Records excerpted from a collection:
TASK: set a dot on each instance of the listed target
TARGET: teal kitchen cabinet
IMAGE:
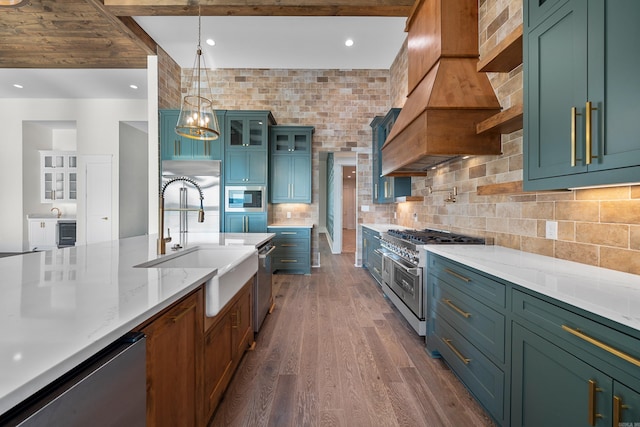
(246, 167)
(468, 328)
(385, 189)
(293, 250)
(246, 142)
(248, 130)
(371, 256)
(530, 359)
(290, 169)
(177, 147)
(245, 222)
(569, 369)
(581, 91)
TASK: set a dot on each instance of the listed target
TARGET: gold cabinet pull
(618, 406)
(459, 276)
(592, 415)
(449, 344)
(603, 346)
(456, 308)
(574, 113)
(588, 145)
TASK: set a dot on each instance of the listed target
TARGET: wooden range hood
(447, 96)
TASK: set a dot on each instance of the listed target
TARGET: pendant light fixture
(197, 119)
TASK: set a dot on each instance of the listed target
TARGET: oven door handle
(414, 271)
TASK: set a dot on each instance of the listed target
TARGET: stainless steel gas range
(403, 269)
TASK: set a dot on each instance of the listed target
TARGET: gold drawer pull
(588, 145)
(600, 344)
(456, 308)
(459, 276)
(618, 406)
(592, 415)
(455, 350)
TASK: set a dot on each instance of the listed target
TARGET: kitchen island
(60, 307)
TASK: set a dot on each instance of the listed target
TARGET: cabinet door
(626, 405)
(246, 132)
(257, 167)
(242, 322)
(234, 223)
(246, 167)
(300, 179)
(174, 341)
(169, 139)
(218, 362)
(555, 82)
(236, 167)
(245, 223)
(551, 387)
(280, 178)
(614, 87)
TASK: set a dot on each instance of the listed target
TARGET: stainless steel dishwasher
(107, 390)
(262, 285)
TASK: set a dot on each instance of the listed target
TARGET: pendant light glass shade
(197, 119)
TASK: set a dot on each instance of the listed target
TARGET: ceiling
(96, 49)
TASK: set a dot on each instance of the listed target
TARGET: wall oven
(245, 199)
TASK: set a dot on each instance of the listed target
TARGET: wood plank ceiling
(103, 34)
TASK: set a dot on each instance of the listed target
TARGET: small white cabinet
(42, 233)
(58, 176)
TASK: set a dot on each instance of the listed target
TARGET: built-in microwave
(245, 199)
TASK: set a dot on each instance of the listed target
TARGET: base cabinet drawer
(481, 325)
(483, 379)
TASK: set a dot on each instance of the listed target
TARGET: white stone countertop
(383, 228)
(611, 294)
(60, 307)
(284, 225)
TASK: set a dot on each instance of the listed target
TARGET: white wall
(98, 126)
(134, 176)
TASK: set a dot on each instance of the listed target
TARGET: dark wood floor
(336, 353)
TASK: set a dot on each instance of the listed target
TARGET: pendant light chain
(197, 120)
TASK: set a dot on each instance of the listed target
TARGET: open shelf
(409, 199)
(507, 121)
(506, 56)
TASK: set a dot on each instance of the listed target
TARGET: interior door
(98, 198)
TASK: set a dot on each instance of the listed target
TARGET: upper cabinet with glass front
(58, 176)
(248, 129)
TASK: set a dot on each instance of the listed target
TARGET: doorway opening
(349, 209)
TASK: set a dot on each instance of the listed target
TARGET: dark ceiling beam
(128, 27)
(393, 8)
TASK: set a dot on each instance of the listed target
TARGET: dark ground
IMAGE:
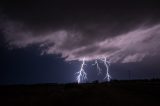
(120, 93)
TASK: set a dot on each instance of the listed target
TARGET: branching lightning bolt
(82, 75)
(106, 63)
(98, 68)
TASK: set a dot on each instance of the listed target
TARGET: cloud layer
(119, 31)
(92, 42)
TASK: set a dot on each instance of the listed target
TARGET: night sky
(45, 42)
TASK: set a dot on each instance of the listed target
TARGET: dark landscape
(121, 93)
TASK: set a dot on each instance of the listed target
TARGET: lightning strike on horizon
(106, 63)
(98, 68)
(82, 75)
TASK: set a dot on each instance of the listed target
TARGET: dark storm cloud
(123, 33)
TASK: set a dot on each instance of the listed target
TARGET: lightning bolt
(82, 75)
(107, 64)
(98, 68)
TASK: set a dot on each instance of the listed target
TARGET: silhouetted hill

- SET PROBLEM
Omit all pictures while transcribing the entries verbatim.

- EXERCISE RESULT
TASK: set a dot on each instance of the listed target
TARGET: teal kitchen cabinet
IMAGE:
(246, 167)
(468, 328)
(385, 189)
(293, 250)
(246, 142)
(248, 130)
(371, 256)
(530, 359)
(290, 169)
(177, 147)
(245, 222)
(569, 369)
(581, 91)
TASK: set a dot on each instance of the listed target
TARGET: gold cabinet pull
(618, 406)
(459, 276)
(592, 415)
(449, 344)
(603, 346)
(456, 308)
(574, 113)
(588, 145)
TASK: set a dot on each instance of the listed target
TARGET: wooden range hood
(447, 96)
TASK: set a dot on each instance of the listed target
TARGET: pendant light fixture
(197, 119)
TASK: set a dot on each instance of the listed target
TARGET: oven door handle
(414, 271)
TASK: set a dot on each instance of the listed target
TARGET: stainless steel gas range
(403, 269)
TASK: set a dot on each instance of the listed target
TARGET: gold drawer pull
(588, 145)
(600, 344)
(456, 308)
(459, 276)
(618, 406)
(592, 415)
(455, 350)
TASK: set a dot on each instance of the listed target
TARGET: kitchen island
(60, 307)
TASK: set a dot on each instance of the listed target
TARGET: cabinet door
(626, 405)
(246, 132)
(257, 167)
(242, 322)
(234, 223)
(246, 167)
(300, 179)
(174, 341)
(169, 139)
(218, 362)
(555, 82)
(236, 167)
(245, 223)
(551, 387)
(280, 178)
(614, 87)
TASK: set a dot on each instance of the listed target
TARGET: stainless steel dishwasher
(107, 390)
(262, 285)
TASK: set a dot on each instance of the listed target
TARGET: pendant light glass shade
(197, 119)
TASK: set a dot on each instance of the listed target
TARGET: ceiling
(96, 49)
TASK: set a dot on each instance of the listed target
TARGET: wall oven
(245, 199)
TASK: set a dot on each instance of the listed target
TARGET: wood plank ceiling
(103, 34)
TASK: set a dot on each instance of the listed target
TARGET: small white cabinet
(42, 233)
(58, 176)
TASK: set a dot on each instance of the listed target
TARGET: built-in microwave
(245, 199)
TASK: set a dot on each instance of the listed target
TARGET: base cabinet drawer
(481, 325)
(483, 379)
TASK: set a dot on each instance of the listed target
TARGET: white stone countertop
(383, 228)
(611, 294)
(60, 307)
(284, 225)
TASK: set a dot on each instance of the listed target
TARGET: white wall
(98, 126)
(134, 176)
TASK: set a dot on each instance of the listed target
TARGET: dark wood floor
(336, 353)
TASK: set a dot on each instance of the listed target
TARGET: pendant light chain
(197, 120)
TASK: set a dot on each instance of the listed target
TARGET: open shelf
(409, 199)
(507, 121)
(506, 56)
TASK: set a dot on each instance of the listed target
TARGET: interior door
(98, 198)
TASK: set a dot on each instance of the listed target
TARGET: upper cabinet with glass front
(58, 176)
(248, 129)
TASK: set a dot on each instance of the listed target
TARGET: doorway opening
(349, 209)
TASK: set a dot on each instance of the listed target
TARGET: dark ceiling beam
(128, 27)
(393, 8)
TASK: set a dot on each instance of the listed target
TARGET: dark ground
IMAGE:
(120, 93)
TASK: set a dot on each instance of the listed target
TARGET: branching lightning bolt
(82, 75)
(106, 63)
(98, 68)
TASK: set a dot on each instance of the listed target
TARGET: cloud layer
(119, 31)
(92, 42)
TASK: set a dot on each instance of the listed target
TARGET: night sky
(45, 42)
TASK: set a dot on each instance of the listed target
TARGET: dark landscape
(121, 93)
TASK: set a dot on each instance of the listed target
TARGET: lightning strike on horizon
(106, 63)
(98, 68)
(82, 75)
TASK: set a dot on each instance of the listed target
TARGET: dark storm cloud
(123, 33)
TASK: set a dot on each instance of the listed target
TARGET: lightning bolt
(82, 75)
(107, 64)
(98, 68)
TASK: set a dot on each instance of the listed target
TARGET: silhouetted hill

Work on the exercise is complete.